What this task involves:
Filter the entries below and copy out every line that contains the word "head".

Region labeling entries
____

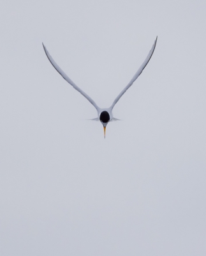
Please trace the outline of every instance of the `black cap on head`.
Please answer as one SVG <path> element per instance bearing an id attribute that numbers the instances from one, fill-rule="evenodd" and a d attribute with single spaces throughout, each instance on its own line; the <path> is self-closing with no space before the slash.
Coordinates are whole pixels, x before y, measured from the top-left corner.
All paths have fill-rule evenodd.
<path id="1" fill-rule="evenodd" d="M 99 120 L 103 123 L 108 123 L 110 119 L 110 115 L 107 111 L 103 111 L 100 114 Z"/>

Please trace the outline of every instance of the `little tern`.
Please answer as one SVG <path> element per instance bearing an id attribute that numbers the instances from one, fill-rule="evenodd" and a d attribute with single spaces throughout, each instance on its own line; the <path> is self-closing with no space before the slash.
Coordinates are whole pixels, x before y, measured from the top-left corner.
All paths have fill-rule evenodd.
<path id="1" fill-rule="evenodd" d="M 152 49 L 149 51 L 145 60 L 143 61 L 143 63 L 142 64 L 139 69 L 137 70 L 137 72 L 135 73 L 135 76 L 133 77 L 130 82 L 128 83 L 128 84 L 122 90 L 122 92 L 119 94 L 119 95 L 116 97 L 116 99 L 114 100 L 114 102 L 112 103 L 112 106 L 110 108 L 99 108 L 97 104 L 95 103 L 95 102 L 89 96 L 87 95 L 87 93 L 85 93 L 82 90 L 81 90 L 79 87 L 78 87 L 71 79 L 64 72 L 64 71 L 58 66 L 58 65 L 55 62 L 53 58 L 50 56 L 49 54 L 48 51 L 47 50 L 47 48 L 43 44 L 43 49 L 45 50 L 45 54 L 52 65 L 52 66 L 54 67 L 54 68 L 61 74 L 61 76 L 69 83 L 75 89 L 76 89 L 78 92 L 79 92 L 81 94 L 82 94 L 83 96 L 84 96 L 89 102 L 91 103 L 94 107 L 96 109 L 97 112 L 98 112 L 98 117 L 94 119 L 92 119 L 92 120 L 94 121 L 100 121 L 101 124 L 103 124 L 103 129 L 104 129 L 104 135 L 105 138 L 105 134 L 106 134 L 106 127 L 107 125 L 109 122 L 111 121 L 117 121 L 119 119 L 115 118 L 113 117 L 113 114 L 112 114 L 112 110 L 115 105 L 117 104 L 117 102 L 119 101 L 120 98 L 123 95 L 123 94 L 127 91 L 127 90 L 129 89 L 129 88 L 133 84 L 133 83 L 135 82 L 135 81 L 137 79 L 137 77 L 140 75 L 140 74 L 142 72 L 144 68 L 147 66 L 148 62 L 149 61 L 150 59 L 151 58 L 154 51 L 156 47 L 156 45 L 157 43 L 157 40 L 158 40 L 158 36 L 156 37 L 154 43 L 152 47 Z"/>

____

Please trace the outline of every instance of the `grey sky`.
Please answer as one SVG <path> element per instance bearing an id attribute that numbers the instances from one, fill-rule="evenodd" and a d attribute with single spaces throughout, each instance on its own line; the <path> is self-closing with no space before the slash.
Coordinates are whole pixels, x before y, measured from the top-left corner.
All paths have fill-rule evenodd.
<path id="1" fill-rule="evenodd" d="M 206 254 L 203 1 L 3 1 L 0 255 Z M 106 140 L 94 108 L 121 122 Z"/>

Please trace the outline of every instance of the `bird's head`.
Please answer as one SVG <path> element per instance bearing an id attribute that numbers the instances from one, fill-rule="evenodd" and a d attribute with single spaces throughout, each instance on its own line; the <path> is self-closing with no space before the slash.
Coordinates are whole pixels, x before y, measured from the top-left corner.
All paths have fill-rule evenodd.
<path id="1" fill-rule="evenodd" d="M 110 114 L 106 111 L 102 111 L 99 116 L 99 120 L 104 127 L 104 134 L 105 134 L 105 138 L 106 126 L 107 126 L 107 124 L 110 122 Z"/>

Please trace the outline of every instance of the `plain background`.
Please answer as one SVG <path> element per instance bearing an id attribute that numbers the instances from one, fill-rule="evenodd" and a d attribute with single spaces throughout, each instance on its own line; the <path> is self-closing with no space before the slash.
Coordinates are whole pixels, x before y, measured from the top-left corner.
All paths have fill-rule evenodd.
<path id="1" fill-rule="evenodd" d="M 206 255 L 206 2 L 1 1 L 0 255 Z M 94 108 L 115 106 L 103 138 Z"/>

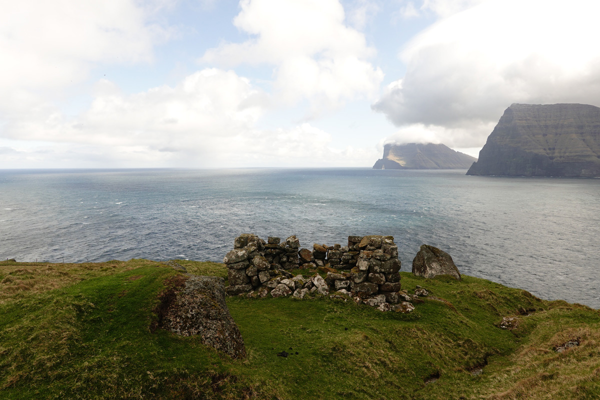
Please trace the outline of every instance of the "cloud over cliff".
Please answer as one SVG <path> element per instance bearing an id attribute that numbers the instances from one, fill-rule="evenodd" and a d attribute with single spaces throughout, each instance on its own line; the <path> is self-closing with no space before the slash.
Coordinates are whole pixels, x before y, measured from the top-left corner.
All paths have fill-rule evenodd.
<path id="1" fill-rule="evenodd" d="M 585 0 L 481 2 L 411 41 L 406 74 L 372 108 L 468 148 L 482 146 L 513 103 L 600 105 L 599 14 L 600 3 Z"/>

____

Task answer:
Please trace the outline of every instance of the `black cap on head`.
Please trace the outline of every instance of the `bird's head`.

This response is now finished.